--- YOUR INSTRUCTIONS ---
Quote precisely the final stretch of the listing: start at the line containing "the black backpack strap" and stop after the last line.

--- DATA PROVIDED ---
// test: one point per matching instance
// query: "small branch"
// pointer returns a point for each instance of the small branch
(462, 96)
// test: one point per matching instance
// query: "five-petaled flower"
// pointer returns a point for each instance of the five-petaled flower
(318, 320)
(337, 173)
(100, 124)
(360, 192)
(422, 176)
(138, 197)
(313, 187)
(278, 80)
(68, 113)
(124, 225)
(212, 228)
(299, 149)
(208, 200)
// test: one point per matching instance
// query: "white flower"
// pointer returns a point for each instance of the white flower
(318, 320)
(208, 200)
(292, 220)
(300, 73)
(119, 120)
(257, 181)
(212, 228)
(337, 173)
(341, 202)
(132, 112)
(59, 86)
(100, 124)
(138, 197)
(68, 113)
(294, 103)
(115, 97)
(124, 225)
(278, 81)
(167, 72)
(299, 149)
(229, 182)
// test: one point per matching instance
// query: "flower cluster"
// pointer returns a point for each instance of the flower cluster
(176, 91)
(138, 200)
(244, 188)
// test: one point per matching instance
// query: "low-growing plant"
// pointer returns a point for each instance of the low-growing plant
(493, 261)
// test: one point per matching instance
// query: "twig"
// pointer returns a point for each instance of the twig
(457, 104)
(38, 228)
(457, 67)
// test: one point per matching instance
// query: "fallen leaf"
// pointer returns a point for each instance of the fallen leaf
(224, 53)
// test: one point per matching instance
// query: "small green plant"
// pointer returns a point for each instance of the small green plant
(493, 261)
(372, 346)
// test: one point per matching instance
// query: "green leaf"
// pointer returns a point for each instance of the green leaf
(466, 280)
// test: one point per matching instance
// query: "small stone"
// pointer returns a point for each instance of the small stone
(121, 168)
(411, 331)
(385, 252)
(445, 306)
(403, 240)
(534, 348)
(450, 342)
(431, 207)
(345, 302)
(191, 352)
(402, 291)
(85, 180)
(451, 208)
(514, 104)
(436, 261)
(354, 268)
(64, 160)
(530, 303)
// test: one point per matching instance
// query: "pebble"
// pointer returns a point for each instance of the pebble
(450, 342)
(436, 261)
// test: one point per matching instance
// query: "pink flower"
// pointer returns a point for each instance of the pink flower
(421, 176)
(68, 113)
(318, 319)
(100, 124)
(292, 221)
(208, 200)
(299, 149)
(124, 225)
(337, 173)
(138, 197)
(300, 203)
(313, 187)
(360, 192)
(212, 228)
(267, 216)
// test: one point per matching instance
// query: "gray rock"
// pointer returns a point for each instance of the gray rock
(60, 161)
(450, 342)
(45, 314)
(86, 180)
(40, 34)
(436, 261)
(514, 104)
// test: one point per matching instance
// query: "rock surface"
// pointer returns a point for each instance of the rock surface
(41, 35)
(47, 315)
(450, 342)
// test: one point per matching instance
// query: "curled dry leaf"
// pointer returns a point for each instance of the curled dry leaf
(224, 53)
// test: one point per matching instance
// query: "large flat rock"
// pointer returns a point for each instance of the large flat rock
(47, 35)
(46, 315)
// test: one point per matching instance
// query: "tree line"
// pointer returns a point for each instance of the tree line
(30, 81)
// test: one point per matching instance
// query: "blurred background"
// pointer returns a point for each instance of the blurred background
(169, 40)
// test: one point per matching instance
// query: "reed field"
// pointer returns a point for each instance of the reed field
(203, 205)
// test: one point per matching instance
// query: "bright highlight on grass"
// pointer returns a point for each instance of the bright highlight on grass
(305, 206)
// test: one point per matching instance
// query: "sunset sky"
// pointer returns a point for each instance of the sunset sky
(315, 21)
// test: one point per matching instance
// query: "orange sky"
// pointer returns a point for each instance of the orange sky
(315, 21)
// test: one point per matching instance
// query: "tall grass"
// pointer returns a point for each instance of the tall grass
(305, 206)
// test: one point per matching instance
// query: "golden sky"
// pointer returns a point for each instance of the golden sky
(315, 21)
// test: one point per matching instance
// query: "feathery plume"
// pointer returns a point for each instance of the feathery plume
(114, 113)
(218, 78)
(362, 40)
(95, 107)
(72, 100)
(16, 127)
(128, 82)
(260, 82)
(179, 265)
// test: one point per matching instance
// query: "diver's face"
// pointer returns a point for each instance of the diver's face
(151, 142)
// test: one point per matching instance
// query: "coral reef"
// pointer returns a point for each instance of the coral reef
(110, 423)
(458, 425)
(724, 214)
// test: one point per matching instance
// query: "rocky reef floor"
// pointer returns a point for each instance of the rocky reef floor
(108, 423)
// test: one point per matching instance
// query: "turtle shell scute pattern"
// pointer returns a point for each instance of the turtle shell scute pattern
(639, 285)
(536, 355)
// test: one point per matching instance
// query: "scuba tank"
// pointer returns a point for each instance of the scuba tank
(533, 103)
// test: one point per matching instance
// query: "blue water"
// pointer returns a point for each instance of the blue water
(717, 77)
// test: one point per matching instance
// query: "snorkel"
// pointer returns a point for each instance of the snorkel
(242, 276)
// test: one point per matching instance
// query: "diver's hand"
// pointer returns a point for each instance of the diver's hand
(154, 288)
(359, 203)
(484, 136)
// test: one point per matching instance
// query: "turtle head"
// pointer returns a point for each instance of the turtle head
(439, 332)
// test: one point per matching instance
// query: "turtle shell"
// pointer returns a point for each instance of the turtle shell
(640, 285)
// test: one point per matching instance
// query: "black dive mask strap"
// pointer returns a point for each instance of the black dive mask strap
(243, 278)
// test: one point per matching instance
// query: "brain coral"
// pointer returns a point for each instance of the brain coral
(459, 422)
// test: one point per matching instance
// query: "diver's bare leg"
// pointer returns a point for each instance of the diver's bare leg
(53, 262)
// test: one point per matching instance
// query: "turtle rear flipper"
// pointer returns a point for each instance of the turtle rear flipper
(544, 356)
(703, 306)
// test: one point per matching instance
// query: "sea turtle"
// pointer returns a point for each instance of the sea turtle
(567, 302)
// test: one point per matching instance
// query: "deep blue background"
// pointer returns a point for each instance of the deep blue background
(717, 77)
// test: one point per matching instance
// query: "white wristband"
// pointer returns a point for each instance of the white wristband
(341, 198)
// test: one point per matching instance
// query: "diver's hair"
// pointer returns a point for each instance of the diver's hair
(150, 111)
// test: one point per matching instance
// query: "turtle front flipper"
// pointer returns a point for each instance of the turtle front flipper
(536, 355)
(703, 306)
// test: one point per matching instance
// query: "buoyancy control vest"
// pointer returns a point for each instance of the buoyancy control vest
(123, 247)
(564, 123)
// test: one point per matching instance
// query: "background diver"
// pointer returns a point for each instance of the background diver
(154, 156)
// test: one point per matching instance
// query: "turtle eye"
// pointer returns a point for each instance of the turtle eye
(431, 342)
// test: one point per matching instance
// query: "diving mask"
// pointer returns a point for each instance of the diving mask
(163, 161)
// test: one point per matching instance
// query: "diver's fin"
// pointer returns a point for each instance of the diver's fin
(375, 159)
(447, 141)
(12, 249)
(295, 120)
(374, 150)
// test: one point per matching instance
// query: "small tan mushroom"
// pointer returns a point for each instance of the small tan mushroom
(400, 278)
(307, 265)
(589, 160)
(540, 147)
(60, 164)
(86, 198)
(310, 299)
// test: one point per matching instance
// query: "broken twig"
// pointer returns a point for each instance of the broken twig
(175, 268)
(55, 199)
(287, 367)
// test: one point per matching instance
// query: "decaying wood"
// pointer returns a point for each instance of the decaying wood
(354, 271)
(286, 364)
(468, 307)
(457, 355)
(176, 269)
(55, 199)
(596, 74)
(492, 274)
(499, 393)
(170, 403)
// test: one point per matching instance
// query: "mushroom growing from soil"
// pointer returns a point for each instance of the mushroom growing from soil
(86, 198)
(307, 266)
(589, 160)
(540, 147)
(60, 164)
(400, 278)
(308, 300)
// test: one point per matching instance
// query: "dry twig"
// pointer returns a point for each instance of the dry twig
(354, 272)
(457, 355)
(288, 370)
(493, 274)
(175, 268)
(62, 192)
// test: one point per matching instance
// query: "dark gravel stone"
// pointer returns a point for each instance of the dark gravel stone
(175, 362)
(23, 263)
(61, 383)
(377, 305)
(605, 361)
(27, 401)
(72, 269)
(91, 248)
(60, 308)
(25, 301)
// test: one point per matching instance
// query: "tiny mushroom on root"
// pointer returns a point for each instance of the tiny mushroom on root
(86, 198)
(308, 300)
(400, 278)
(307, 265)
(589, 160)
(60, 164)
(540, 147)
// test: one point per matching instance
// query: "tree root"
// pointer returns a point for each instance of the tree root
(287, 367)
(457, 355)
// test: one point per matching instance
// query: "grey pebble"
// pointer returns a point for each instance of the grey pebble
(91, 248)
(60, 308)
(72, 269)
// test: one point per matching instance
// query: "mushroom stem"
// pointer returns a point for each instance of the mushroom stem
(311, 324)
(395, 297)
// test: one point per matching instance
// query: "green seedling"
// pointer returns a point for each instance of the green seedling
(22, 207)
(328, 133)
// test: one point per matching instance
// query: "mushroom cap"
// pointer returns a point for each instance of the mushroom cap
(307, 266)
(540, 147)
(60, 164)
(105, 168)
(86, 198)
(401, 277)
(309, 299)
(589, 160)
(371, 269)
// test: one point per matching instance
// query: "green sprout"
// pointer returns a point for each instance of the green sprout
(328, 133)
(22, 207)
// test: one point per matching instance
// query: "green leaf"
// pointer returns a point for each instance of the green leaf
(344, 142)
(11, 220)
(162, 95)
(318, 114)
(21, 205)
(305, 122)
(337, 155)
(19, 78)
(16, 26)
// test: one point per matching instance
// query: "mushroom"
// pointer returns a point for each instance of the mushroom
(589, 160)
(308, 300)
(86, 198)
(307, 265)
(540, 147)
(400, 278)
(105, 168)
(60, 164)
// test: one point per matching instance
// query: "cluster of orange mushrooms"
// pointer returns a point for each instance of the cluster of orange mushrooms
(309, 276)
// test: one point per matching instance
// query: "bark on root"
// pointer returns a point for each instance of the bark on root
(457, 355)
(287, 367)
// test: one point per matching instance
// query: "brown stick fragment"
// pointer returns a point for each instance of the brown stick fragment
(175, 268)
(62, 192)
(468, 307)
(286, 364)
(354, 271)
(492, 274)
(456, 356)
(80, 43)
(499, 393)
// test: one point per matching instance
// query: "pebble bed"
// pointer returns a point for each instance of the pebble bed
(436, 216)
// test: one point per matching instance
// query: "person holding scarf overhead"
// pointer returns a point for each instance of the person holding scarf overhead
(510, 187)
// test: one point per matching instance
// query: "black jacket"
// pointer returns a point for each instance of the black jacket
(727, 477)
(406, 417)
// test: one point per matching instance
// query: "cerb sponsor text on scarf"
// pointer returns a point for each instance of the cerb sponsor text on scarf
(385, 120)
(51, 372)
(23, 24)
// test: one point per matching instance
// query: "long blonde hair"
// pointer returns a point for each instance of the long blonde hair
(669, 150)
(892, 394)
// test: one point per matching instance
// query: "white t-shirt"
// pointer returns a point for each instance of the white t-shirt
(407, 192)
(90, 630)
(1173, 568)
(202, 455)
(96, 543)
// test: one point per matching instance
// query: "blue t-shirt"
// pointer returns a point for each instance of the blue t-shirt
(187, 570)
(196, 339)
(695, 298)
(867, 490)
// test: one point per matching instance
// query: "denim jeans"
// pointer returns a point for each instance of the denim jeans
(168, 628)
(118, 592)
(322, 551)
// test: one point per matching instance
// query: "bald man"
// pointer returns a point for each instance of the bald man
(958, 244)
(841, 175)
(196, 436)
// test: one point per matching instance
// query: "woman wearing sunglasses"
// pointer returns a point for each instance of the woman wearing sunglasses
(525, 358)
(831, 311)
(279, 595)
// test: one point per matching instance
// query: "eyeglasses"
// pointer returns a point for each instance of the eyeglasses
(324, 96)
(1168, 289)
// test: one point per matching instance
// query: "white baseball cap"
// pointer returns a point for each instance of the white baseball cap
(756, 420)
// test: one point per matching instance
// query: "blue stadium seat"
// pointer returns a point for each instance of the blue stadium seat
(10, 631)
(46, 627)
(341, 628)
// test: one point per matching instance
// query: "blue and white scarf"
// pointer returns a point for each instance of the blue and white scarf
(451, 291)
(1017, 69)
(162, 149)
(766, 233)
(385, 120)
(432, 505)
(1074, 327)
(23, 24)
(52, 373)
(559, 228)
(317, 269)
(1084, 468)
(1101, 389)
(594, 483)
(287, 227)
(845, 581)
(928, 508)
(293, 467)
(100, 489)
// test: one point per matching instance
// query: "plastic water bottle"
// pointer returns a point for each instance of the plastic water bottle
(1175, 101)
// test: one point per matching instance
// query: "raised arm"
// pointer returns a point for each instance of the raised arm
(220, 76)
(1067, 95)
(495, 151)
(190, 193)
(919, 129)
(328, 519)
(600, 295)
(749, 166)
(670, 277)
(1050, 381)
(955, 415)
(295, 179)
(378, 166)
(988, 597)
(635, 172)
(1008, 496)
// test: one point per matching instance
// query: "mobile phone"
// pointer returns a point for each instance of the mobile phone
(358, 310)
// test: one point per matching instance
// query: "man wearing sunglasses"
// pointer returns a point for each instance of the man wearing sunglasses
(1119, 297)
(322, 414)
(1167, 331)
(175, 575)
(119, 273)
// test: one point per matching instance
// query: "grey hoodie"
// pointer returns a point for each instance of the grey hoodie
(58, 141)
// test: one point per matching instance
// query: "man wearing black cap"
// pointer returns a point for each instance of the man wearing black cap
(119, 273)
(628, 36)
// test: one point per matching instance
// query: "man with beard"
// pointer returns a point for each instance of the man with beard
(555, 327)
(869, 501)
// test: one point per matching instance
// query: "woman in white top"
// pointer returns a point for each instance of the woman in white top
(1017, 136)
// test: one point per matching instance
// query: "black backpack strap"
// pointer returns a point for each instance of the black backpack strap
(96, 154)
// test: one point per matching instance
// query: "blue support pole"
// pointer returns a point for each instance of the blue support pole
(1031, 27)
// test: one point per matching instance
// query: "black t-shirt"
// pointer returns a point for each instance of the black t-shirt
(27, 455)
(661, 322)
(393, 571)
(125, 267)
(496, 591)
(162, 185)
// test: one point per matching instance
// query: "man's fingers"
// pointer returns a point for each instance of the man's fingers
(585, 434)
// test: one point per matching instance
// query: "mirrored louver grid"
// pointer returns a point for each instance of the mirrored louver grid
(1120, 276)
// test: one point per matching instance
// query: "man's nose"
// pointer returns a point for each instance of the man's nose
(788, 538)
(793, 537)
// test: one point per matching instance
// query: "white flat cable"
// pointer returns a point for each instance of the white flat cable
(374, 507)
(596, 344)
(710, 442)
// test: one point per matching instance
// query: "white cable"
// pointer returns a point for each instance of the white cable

--- RESULT ---
// pointer returns a point for each instance of the black backpack strap
(96, 154)
// test: one point per matching instance
// query: "blue support pole"
// pointer returns a point for each instance of the blue support pole
(1031, 27)
// test: one point per matching instance
// query: "black t-shirt"
// pointer returns a point for each instance of the black t-shirt
(27, 455)
(661, 322)
(393, 571)
(125, 267)
(496, 591)
(162, 185)
// test: one point per matching instance
// query: "man's fingers"
// pointer returns a point for each instance of the man's fingers
(585, 434)
// test: one point per matching instance
// query: "mirrored louver grid"
// pointer returns a point for each instance of the mirrored louver grid
(1120, 276)
// test: one point per matching instance
// query: "man's nose"
// pointer returns a point for each instance of the man's nose
(788, 538)
(793, 537)
// test: one point per matching instance
// query: "white flat cable"
// pointer returns a point for each instance of the white flat cable
(374, 507)
(596, 344)
(710, 442)
// test: one point per matching instance
// query: "white cable"
// pointer returns a point for each instance of the white cable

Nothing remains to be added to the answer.